[Referring expression pointing data]
★ ★ ★ ★

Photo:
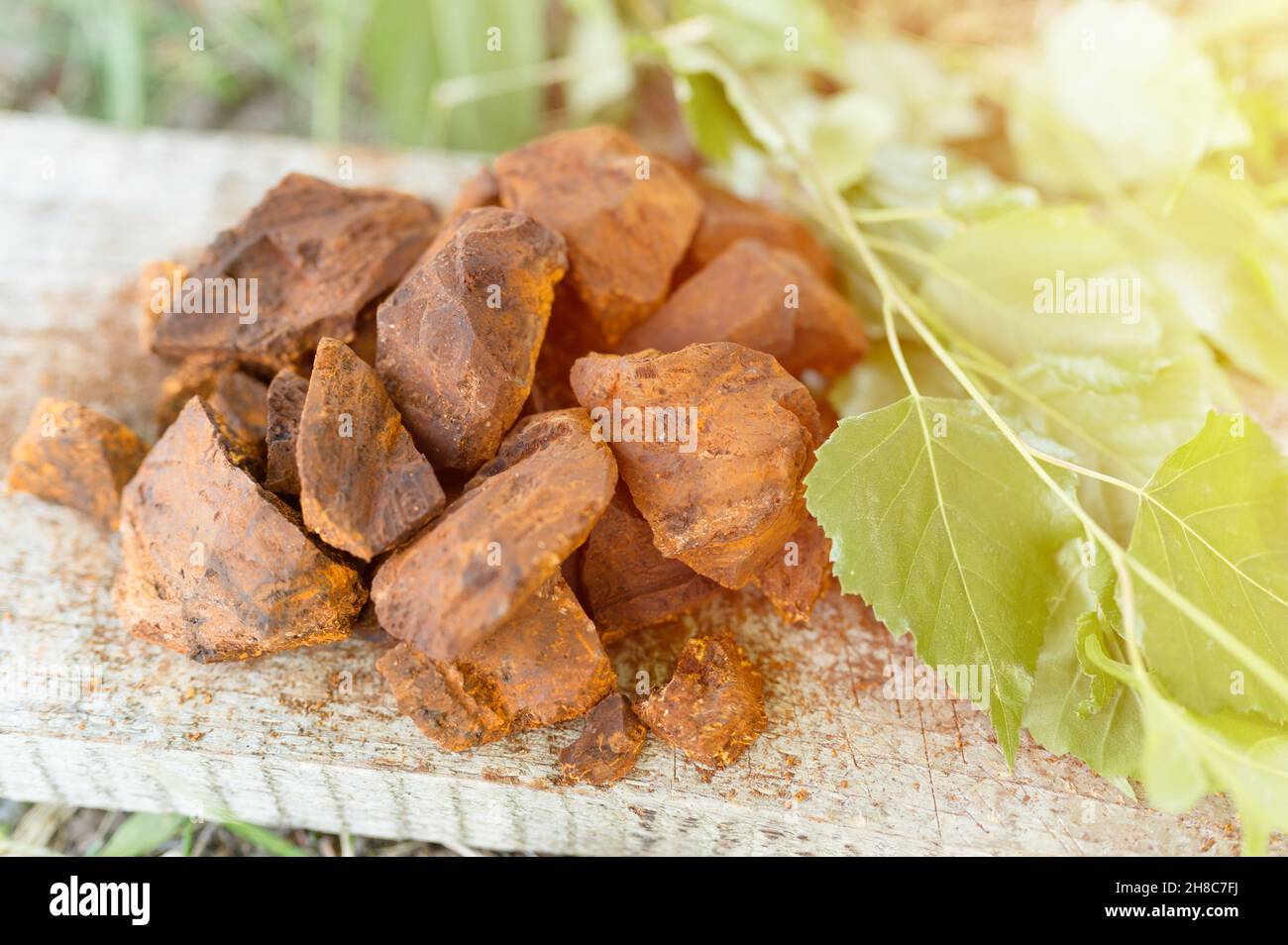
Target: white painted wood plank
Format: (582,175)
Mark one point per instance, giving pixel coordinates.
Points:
(90,716)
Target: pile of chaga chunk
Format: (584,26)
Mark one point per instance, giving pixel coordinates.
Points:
(493,445)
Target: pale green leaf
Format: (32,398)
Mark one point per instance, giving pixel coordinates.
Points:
(1214,523)
(1046,279)
(784,34)
(1224,257)
(596,42)
(1119,416)
(1188,756)
(142,833)
(1074,711)
(875,381)
(1119,94)
(949,536)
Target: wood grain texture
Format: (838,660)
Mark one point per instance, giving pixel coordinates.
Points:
(90,716)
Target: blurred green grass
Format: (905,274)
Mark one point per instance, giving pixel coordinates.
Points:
(357,69)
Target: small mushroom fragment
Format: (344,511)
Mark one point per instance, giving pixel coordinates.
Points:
(156,288)
(542,666)
(76,458)
(726,219)
(478,191)
(364,486)
(794,580)
(712,442)
(240,399)
(284,406)
(627,217)
(214,566)
(713,704)
(458,342)
(497,544)
(531,435)
(299,266)
(608,746)
(764,299)
(629,583)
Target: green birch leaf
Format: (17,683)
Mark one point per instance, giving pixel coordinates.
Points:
(1245,757)
(1044,279)
(1214,523)
(1080,709)
(1117,416)
(940,525)
(875,381)
(1225,261)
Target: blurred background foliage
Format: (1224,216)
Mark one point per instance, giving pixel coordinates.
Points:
(408,72)
(424,72)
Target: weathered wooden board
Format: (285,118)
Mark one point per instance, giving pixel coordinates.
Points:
(90,716)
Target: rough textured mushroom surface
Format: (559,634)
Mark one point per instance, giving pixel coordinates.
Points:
(458,342)
(627,217)
(629,583)
(217,567)
(761,297)
(542,666)
(712,442)
(284,406)
(297,267)
(713,704)
(364,485)
(608,746)
(497,544)
(76,458)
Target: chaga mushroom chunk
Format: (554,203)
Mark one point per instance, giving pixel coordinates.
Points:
(237,398)
(542,666)
(297,267)
(76,458)
(608,746)
(567,428)
(764,299)
(627,217)
(215,567)
(712,442)
(458,342)
(726,219)
(629,583)
(713,705)
(794,580)
(496,545)
(284,406)
(364,486)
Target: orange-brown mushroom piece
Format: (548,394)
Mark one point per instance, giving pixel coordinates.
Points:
(76,458)
(214,566)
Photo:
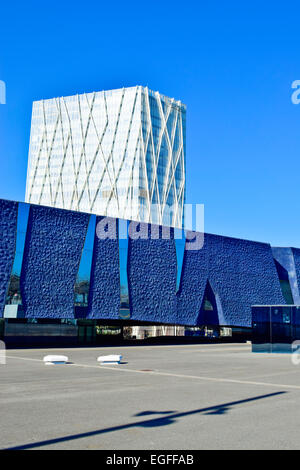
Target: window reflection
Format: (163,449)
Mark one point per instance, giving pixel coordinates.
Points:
(123,259)
(14,296)
(179,238)
(82,286)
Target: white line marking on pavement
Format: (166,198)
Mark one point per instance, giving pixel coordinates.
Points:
(169,374)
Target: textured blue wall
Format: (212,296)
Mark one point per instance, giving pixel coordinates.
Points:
(240,272)
(52,254)
(104,295)
(296,254)
(152,269)
(8,231)
(287,257)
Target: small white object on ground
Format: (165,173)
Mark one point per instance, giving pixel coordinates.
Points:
(112,359)
(52,359)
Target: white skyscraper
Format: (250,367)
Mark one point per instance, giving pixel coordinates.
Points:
(119,153)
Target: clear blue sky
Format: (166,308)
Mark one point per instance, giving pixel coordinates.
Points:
(232,63)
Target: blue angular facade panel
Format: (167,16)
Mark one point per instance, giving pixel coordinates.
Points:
(53,248)
(152,270)
(104,295)
(296,254)
(240,272)
(287,257)
(8,236)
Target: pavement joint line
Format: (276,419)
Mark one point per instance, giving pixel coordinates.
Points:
(169,374)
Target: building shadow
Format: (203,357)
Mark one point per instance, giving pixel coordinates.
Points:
(169,418)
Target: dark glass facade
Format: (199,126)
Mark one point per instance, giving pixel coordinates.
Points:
(275,328)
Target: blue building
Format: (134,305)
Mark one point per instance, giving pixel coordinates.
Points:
(60,264)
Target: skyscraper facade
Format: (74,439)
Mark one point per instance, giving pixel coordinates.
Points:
(119,153)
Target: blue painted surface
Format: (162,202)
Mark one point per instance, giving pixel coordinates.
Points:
(296,254)
(8,231)
(52,254)
(289,259)
(239,273)
(104,297)
(152,269)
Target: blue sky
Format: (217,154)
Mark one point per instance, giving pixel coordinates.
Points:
(232,63)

★ ★ ★ ★

= TASK INSTRUCTIONS =
With "skyscraper" as the string to match, show every line of the entries above that has it.

= WRITTEN RESPONSE =
Target: white skyscraper
Target: skyscraper facade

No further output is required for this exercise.